▶ _FONTE_
Olive Kitteridge

Rigoroso adattamento letterario che prende spunto da una difficile storia famigliare per raccontare l'infinita complessità delle relazioni umane

È facile pensare che i buoni sentimenti, la parola stessa lo dice, appartengano ai “buoni”. Ma l’amore, la tenerezza, l’istinto di protezione sono elementi talmente universali che ecco, anche i cattivi, i meschini, gli egoisti amano sinceramente, con il cuore in mano; e non ce n’è da stupirsene, anzi, tali emozioni assumono, in un contesto spirituale più arido e coriaceo, il ruolo di segrete e fortissime testimonianze di come si è stati, malgrado tutto, umani e vulnerabili esattamente come tutti gli altri, quei “buoni” che si maltrattano quotidianamente con frecciate crudeli e un’infinita, apparente indifferenza.

▶ _COMPITI DA SVOLGERE_
1/ Secondo la recensione, che cosa racconta l'adattamento letterario prendendo spunto da una difficile storia famigliare?
2/ Elenca i sentimenti che la recensione indica come talmente universali da appartenere anche ai cattivi.
3/ Trascrivi il passo della recensione che si apre con le parole contenenti "È facile pensare" e si chiude con "un’infinita, apparente indifferenza.".

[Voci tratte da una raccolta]
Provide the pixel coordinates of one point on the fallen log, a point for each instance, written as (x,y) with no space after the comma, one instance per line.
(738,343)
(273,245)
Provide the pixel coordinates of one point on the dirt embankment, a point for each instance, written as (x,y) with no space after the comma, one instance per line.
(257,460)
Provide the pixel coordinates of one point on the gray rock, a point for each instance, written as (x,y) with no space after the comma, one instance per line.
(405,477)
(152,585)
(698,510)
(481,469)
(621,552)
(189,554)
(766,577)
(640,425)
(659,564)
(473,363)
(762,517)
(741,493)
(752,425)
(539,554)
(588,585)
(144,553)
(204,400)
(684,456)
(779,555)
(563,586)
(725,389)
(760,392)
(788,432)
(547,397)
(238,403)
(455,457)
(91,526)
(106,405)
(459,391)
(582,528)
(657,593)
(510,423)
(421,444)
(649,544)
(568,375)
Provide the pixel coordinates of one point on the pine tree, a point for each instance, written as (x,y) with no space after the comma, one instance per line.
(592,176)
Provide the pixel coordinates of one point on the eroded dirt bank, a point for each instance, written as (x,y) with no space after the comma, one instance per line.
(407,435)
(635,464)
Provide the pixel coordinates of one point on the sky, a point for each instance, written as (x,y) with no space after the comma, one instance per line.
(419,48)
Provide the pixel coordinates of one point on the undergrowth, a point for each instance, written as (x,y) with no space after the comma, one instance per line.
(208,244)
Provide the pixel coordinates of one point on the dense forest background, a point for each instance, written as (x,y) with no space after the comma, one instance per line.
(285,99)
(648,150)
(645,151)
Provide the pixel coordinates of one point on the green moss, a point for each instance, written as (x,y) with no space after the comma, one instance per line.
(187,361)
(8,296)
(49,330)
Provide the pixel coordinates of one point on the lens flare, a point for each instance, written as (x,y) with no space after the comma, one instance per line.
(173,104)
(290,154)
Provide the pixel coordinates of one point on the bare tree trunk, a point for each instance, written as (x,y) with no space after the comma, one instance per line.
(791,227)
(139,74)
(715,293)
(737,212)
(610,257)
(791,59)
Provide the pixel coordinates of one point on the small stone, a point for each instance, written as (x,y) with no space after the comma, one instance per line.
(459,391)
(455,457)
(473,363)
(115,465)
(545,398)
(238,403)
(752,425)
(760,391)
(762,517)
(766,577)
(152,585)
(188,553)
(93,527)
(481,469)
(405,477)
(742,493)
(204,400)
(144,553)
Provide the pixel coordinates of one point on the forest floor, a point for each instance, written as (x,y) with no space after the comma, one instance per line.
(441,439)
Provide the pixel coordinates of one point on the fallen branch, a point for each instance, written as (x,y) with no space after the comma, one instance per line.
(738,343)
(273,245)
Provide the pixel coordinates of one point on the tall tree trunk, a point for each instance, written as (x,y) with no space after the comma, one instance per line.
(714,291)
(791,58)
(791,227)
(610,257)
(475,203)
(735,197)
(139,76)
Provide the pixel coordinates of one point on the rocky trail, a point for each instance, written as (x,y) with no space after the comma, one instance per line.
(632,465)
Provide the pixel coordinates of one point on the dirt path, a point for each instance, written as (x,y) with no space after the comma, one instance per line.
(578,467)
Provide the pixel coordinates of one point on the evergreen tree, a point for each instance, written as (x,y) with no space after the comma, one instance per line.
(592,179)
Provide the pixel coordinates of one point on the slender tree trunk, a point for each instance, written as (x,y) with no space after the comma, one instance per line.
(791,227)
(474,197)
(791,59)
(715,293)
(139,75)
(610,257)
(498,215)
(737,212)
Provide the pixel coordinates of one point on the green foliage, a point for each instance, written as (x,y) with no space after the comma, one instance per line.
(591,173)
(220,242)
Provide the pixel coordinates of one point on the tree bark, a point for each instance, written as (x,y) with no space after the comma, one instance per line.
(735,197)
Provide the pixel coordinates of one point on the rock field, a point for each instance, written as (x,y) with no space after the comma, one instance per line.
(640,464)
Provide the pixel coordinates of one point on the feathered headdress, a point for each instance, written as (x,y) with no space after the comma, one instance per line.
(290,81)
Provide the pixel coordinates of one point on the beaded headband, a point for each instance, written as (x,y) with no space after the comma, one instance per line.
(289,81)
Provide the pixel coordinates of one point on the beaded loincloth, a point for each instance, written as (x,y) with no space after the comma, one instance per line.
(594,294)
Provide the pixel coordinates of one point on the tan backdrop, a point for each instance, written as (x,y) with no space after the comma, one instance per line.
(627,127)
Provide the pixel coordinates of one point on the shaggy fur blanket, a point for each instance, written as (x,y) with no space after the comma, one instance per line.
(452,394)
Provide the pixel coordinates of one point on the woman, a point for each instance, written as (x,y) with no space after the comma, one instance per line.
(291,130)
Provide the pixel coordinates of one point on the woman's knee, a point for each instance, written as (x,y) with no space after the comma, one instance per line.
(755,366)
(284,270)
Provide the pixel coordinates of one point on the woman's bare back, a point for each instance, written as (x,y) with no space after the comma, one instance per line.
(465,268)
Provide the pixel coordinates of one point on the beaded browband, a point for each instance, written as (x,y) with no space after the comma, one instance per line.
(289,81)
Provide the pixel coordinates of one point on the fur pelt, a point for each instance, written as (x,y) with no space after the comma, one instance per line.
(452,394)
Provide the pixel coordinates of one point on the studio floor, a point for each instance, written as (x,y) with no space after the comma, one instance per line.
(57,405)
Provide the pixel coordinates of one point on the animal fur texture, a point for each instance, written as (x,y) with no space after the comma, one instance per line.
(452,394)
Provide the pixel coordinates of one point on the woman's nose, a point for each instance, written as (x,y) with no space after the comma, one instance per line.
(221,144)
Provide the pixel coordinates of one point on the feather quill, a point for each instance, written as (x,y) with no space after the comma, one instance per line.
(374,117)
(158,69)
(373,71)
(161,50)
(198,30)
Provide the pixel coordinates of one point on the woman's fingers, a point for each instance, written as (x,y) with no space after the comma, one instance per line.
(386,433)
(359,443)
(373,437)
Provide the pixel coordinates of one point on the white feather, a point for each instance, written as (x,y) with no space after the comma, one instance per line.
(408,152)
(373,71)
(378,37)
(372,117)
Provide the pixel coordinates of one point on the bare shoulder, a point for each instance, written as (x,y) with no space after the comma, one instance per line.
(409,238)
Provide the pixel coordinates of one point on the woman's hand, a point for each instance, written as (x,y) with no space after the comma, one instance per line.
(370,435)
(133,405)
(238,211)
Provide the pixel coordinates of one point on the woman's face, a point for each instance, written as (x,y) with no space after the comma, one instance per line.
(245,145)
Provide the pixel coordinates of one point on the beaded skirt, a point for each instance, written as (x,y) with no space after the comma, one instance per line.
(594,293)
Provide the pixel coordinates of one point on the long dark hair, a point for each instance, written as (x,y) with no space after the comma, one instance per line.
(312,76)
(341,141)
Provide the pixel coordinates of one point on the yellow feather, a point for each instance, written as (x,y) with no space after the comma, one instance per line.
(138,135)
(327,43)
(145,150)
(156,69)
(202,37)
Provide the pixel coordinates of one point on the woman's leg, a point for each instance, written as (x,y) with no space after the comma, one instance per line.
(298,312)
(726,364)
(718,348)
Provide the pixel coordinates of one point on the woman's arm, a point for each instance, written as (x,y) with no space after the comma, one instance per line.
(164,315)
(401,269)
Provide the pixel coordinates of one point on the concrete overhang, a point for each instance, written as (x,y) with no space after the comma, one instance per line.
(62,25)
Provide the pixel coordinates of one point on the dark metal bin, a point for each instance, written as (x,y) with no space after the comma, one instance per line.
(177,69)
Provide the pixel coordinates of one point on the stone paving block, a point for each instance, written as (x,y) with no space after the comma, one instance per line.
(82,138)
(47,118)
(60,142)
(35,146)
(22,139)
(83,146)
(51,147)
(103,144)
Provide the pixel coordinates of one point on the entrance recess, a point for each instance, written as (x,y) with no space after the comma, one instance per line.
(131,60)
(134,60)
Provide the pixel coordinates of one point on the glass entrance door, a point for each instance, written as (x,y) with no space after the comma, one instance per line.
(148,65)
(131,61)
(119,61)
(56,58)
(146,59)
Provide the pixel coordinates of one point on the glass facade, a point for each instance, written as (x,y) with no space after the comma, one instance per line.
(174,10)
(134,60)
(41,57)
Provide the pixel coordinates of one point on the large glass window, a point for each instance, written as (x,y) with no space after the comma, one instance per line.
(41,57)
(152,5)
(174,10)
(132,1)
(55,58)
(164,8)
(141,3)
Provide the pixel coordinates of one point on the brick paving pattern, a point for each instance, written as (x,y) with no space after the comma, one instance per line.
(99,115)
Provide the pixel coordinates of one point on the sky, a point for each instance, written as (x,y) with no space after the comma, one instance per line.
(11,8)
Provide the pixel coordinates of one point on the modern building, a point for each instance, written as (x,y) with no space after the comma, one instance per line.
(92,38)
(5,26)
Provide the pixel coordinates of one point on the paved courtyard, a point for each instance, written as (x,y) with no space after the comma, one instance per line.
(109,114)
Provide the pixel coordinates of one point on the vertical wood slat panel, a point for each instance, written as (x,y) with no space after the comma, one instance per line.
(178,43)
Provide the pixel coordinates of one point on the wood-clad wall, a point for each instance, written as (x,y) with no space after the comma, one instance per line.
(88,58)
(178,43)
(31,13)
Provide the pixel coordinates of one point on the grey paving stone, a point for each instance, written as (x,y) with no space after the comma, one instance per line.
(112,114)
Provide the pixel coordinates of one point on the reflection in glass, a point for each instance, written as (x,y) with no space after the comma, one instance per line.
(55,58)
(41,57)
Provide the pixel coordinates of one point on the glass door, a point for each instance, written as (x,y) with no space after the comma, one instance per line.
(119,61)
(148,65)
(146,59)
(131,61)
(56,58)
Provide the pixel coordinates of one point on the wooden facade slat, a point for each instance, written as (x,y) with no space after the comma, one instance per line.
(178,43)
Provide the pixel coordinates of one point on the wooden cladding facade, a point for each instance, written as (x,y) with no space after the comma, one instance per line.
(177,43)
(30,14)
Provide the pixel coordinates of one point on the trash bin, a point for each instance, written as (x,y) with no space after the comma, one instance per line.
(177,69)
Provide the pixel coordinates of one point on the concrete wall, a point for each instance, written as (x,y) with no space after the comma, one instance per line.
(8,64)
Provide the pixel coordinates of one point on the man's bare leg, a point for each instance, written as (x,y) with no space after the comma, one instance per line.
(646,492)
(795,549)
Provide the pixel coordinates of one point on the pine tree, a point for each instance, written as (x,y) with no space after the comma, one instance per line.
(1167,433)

▶ _RISULTATI_
1/ L'infinita complessità delle relazioni umane.

2/ L'amore, la tenerezza, l'istinto di protezione.

3/
È facile pensare che i buoni sentimenti, la parola stessa lo dice, appartengano ai “buoni”. Ma l’amore, la tenerezza, l’istinto di protezione sono elementi talmente universali che ecco, anche i cattivi, i meschini, gli egoisti amano sinceramente, con il cuore in mano; e non ce n’è da stupirsene, anzi, tali emozioni assumono, in un contesto spirituale più arido e coriaceo, il ruolo di segrete e fortissime testimonianze di come si è stati, malgrado tutto, umani e vulnerabili esattamente come tutti gli altri, quei “buoni” che si maltrattano quotidianamente con frecciate crudeli e un’infinita, apparente indifferenza.